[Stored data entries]
Segment Open

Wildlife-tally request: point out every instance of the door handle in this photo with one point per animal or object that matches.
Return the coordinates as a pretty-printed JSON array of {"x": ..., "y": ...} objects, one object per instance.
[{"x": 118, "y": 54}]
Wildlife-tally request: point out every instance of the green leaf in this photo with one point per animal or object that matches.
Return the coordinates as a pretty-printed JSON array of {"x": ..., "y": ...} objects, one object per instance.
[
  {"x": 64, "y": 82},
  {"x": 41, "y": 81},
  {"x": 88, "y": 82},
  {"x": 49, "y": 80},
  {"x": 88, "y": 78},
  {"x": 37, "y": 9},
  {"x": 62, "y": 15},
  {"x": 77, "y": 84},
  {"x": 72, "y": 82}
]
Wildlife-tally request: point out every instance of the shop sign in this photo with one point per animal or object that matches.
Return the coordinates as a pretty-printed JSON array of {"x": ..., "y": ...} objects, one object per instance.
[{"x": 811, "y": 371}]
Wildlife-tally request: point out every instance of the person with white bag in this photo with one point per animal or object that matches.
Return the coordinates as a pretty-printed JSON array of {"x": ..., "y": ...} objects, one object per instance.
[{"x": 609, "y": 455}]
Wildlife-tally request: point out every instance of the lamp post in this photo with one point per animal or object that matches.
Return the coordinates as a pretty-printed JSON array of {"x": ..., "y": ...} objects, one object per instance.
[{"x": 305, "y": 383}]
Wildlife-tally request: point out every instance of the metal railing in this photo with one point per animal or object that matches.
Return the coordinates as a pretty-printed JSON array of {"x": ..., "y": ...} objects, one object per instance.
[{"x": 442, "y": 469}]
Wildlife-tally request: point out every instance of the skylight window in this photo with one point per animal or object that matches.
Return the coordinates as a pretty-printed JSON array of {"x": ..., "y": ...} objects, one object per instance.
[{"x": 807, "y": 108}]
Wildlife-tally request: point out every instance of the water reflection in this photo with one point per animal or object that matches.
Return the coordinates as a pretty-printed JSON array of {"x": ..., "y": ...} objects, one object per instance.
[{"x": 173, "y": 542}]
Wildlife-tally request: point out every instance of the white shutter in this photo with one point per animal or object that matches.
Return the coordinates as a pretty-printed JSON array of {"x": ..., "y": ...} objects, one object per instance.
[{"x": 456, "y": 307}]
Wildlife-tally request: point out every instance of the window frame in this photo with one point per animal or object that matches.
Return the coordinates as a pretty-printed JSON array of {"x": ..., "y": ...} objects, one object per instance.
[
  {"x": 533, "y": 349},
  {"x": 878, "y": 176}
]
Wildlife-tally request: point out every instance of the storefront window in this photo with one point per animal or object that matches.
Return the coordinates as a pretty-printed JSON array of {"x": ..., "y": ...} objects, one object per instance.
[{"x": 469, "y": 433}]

Segment Closed

**What you are asked to do**: No line before the one with "of the storefront" belongs in the answer; copy that line and the rest of the records exactly.

**Response to the task**:
Wildlife-tally request: point out every instance of the storefront window in this photo with one point per animal or object that matches.
Return the coordinates as a pretty-printed JSON array of {"x": ..., "y": ...} objects, one object per instance.
[{"x": 469, "y": 433}]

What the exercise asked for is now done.